Supplied text ::
######
So I'm sitting here praying for bedtime to roll around because trying to keep them from running, jumping, playing rough has been a nightmare. And she's more active than he is. The vet was pretty realistic that it was going to be tough keeping the two of them calm, but try my best. In fact, he made this face when I asked about restricting activities and ended with try to keep them calm the best I can. We've been doing a lot of training. Working on heel without the leash in the yard but they have so much pent up energy I feel so bad as I feel like I'm punishing them. Oh and tried the leash in the yard, no go on the bathroom. Seems to work better walking around with treats in my hand as they follow me then and go.


----------



## Marzi (Sep 17, 2012)

Well I guess it is good that they feel fine.
My collie was impossible to keep calm - on lead she just did vertical take offs to my head hide and woofed at me...
######
Problems to work on ::
A. In the dog forum thread, what worked better than the leash for getting the dogs to use the bathroom?
B. Using the dog forum thread, mark each statement yes or no, quoting the words that decide it: (i) Putting the dogs on a leash in the yard got them to use the bathroom. (ii) The first poster has been doing a lot of training with the dogs. (iii) Marzi's collie was easy to keep calm.
C. Pick up the dog forum thread after its last line and carry it on.
The entries have no connection to the dog forum thread.

Dataset extract ::
######
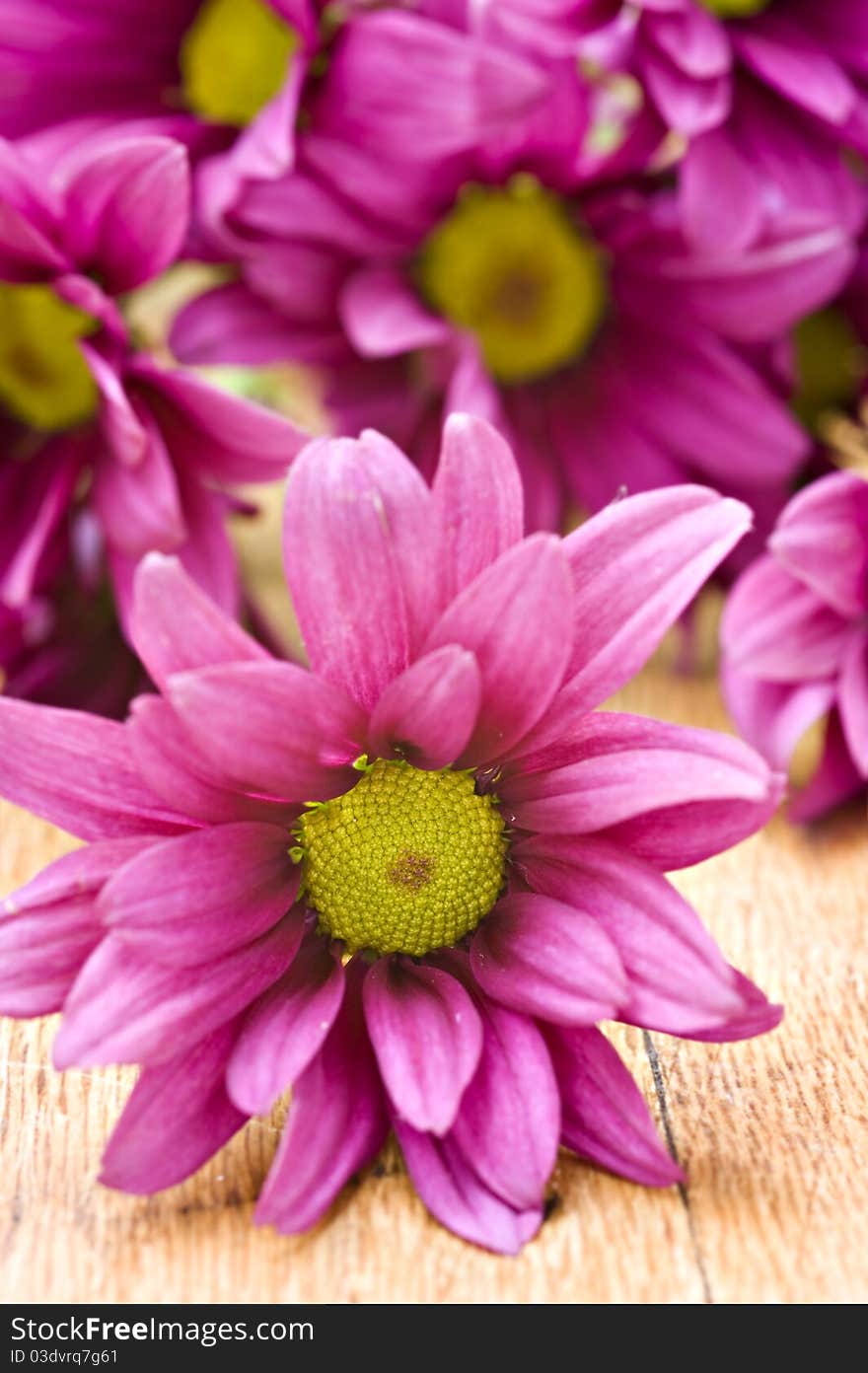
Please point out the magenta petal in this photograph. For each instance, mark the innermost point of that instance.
(399, 83)
(605, 1114)
(175, 770)
(360, 601)
(226, 437)
(830, 514)
(454, 1192)
(515, 618)
(271, 728)
(51, 925)
(548, 960)
(429, 713)
(178, 1116)
(176, 626)
(128, 210)
(77, 772)
(679, 979)
(800, 72)
(286, 1027)
(636, 566)
(853, 700)
(427, 1040)
(336, 1123)
(140, 505)
(126, 1009)
(189, 900)
(777, 629)
(478, 501)
(510, 1116)
(835, 780)
(122, 428)
(759, 1015)
(384, 318)
(773, 715)
(673, 795)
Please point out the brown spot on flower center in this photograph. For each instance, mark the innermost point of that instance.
(412, 871)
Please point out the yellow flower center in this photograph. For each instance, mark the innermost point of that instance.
(513, 266)
(832, 365)
(234, 58)
(735, 9)
(404, 862)
(44, 379)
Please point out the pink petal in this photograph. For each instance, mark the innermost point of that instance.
(228, 438)
(336, 1123)
(191, 900)
(669, 794)
(515, 618)
(605, 1114)
(231, 325)
(77, 772)
(429, 713)
(286, 1027)
(478, 501)
(773, 715)
(206, 553)
(140, 507)
(427, 1040)
(271, 728)
(721, 195)
(455, 1193)
(679, 979)
(384, 318)
(126, 1009)
(775, 627)
(853, 700)
(49, 927)
(178, 1116)
(175, 770)
(122, 427)
(548, 960)
(798, 70)
(835, 780)
(830, 514)
(636, 566)
(399, 83)
(176, 626)
(510, 1116)
(128, 209)
(361, 601)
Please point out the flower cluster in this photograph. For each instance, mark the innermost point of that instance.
(533, 255)
(409, 879)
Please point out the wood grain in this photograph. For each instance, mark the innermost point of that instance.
(773, 1134)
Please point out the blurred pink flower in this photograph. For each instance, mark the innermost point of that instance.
(87, 419)
(517, 283)
(766, 92)
(795, 644)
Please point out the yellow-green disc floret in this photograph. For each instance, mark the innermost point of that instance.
(404, 862)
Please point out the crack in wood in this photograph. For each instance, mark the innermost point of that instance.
(671, 1144)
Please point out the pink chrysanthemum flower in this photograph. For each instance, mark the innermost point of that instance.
(569, 312)
(231, 77)
(768, 92)
(795, 640)
(409, 879)
(87, 417)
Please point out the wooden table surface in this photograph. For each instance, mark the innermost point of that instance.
(772, 1133)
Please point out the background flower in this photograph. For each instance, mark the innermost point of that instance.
(506, 282)
(794, 640)
(431, 942)
(88, 419)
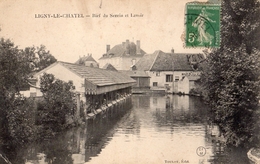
######
Answers by task ::
A. Walking around with treats in hand, so the dogs follow and then go.

B.
(i) No: "tried the leash in the yard, no go on the bathroom."
(ii) Yes: "We've been doing a lot of training."
(iii) No: "My collie was impossible to keep calm"

C.
Good luck with your two... if they were mine I'd take them out in the yard one on lead one off lead then when the off lead dog has done I'd swap them over, that way they can't go mad doodle dashing arounf after each other.


----------



## dmgalley (Aug 19, 2012)

I would be more concerned with her, unless she had a key hole, add the site is bigger and more apt to be an issue the first the days. At least you got then both over and done. In a week it will be behind you. 

Sent from my SGH-T989 using Tapatalk 2


----------



## dio.ren (Jan 18, 2013)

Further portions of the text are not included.